EXERCISE: Retyping each entry exactly is the whole task.

[Text-to-region grounding data]
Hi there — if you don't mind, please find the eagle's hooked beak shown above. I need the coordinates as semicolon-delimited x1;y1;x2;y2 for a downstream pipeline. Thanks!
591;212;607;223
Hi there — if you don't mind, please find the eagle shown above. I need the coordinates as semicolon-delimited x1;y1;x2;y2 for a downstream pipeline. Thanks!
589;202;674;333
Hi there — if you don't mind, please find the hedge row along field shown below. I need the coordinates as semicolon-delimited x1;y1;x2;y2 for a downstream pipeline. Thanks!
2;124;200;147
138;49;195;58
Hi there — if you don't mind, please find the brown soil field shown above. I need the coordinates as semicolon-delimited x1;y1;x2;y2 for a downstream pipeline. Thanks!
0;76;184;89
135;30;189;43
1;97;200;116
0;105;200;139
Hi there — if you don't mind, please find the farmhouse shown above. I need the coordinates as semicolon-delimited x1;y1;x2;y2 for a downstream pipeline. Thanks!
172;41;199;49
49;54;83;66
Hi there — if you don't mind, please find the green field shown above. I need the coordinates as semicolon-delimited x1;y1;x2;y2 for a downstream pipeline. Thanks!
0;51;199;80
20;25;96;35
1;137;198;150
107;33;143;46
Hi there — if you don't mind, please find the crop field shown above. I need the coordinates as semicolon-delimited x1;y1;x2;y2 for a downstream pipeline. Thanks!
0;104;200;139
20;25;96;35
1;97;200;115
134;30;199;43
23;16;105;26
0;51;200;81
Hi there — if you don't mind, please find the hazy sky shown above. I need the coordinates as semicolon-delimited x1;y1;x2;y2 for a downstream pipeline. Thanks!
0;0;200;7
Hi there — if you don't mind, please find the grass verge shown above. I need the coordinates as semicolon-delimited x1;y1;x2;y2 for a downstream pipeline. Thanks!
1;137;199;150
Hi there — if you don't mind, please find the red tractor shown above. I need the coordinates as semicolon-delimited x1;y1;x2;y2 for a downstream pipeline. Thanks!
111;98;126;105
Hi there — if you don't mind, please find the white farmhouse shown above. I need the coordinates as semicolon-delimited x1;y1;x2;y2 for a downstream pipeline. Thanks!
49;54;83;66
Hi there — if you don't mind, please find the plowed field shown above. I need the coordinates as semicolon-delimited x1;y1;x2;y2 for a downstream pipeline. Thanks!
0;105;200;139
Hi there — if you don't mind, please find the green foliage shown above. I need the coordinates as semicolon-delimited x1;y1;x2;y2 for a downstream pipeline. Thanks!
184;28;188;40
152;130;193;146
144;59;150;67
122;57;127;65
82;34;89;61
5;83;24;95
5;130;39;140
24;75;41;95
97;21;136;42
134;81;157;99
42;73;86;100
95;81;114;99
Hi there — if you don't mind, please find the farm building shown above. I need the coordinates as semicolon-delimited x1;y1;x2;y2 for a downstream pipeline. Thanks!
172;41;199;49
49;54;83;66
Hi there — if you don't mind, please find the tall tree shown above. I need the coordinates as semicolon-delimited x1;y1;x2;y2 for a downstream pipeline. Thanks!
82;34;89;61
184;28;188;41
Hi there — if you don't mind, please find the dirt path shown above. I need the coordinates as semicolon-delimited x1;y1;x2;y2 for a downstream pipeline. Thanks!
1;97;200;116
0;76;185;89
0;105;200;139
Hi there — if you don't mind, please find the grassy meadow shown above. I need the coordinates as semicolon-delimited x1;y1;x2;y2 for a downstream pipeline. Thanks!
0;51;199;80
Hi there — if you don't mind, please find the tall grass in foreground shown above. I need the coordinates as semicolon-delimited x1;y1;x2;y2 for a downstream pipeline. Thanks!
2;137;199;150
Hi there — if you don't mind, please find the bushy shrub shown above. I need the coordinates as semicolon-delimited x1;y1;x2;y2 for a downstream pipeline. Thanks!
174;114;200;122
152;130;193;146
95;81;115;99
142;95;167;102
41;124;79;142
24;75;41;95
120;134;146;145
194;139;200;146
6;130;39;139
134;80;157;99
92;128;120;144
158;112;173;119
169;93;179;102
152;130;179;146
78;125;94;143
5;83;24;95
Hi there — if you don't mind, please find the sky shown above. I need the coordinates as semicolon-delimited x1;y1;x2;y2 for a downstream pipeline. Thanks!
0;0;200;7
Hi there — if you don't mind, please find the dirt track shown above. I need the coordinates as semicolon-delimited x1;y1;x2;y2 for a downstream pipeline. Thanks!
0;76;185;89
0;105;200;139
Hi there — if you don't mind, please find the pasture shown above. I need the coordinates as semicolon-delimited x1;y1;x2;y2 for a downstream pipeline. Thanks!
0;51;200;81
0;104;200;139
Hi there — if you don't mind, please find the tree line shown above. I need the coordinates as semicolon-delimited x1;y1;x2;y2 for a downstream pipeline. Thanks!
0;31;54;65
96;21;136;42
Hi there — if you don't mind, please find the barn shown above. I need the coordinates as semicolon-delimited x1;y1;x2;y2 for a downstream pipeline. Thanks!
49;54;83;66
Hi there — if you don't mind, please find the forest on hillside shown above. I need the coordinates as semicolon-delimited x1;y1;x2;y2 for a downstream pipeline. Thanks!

SOLUTION FOR THIS EXERCISE:
Hi there — if you don't mind, please find the eagle's hooked beak shown above. I need the coordinates as semicolon-delimited x1;y1;x2;y2 for a downstream pipeline. Thanks!
591;212;607;223
Hi there — if you don't mind, please find the eagle shown above. I need the coordinates as semicolon-delimited x1;y1;x2;y2 for a downstream pipeline. Thanks!
589;202;674;333
Hi there — if you don't mind, please find the hedge row along field shown below. I need the coordinates as semicolon-delimited x1;y1;x2;y2 for a downstream pipeline. Thanks!
2;124;200;147
138;49;195;58
Hi there — if you don't mind, please find the brown soil field shown above. I need the coordinates as semicolon-delimited x1;y1;x2;y2 for a downstream pipeline. Thanks!
0;76;184;89
135;30;189;43
1;97;200;116
0;105;200;139
Hi there — if you don't mind, please find the farmhouse shown above. I need the coordinates as semicolon-delimited x1;y1;x2;y2 for a downstream pipeline. Thanks!
172;41;199;49
49;54;83;66
Hi there — if you don't mind, please find the green field shown above. I need the coordinates as semicolon-delimited x1;y1;x2;y2 for a downstream pipeline. Thanks!
0;51;199;80
20;25;96;35
1;137;198;150
107;33;143;46
Hi there — if you don't mind, please find the crop field shown above. I need the coordinates as semicolon-delimited x1;y1;x2;y2 for a downstream pipeline. Thanks!
0;104;200;139
20;25;96;35
1;97;200;115
134;30;199;43
23;16;105;26
0;51;200;81
Hi there — if you don't mind, please find the hazy sky shown above. I need the coordinates as semicolon-delimited x1;y1;x2;y2 for a downstream pipeline. Thanks!
0;0;200;7
Hi there — if you don't mind, please find the grass verge shown above. I need the coordinates as semicolon-delimited x1;y1;x2;y2 for a downstream pipeline. Thanks!
1;137;199;150
Hi there — if you don't mind, please find the red tractor shown above. I need the coordinates as semicolon-delimited x1;y1;x2;y2 for a downstream pipeline. Thanks!
111;98;126;105
Hi there — if you don't mind, please find the white farmhouse shown above. I need the coordinates as semicolon-delimited x1;y1;x2;y2 for a downstream pipeline. Thanks!
49;54;83;66
Hi there — if you don't mind, please find the plowed field shown above. I need the coordinates as semicolon-delimited x1;y1;x2;y2 for a downstream pipeline. Thanks!
0;105;200;139
Hi there — if you don't mind, please find the green foliage shown above. I need the coordinates as semicolon-delimited x1;y1;x2;y2 for a downstream pipeline. Thanks!
184;28;188;40
152;130;193;146
144;59;150;67
122;57;127;65
82;34;89;61
5;83;24;95
5;130;39;140
24;75;41;95
97;21;136;42
134;81;157;99
42;73;86;100
95;81;114;99
Hi there — if you don't mind, please find the farm building shown above. I need the coordinates as semicolon-delimited x1;y1;x2;y2 for a downstream pipeline. Thanks!
172;41;199;49
49;54;83;66
Hi there — if you don't mind, please find the tall tree shown above. I need the coordinates as semicolon-delimited x1;y1;x2;y2 for a downstream pipeline. Thanks!
82;34;89;61
184;28;188;41
Hi there — if you don't mind, please find the dirt path shown above. I need the coordinates as semicolon-delimited x1;y1;x2;y2 for a downstream pipeline. Thanks!
1;97;200;116
0;76;185;89
0;105;200;139
Hi there — if you don't mind, please find the grassy meadow shown above. I need the coordinates as semicolon-delimited x1;y1;x2;y2 for a downstream pipeline. Thanks!
0;51;199;80
Hi there — if you don't mind, please find the tall grass in foreground shown above. I need the coordinates as semicolon-delimited x1;y1;x2;y2 for a downstream pipeline. Thanks!
2;137;199;150
Hi there — if you don't mind, please find the bushy shrub shown above. I need the coordinates as semicolon-delimited x1;y1;x2;y2 for a downstream pipeline. Thanks!
174;114;200;122
152;130;193;146
95;81;115;99
142;95;167;102
41;124;79;142
24;75;41;95
120;134;146;145
194;139;200;146
6;130;39;139
134;80;157;99
92;128;120;144
158;112;173;119
169;93;179;102
152;130;179;146
78;125;94;143
5;83;24;95
Hi there — if you don't mind, please find the sky shown above. I need the coordinates as semicolon-delimited x1;y1;x2;y2 for a downstream pipeline. Thanks!
0;0;200;7
Hi there — if you don't mind, please find the dirt track shown above. I need the coordinates as semicolon-delimited x1;y1;x2;y2 for a downstream pipeline. Thanks!
0;76;185;89
0;105;200;139
Hi there — if you don't mind, please find the pasture shown above. I need the coordinates as semicolon-delimited x1;y1;x2;y2 for a downstream pipeline. Thanks!
0;51;200;81
0;104;200;139
Hi there — if you don't mind, please find the tree line shown above. I need the coordinates as semicolon-delimited x1;y1;x2;y2 for a downstream pipeline. Thanks!
0;31;54;65
96;21;136;42
Hi there — if you don't mind, please find the barn shown above. I need the coordinates as semicolon-delimited x1;y1;x2;y2 for a downstream pipeline. Thanks!
49;54;83;66
Hi there — if you don't mind, please find the forest on hillside shown above. I need the coordinates as semicolon-delimited x1;y1;x2;y2 for a downstream pipeline. Thanks!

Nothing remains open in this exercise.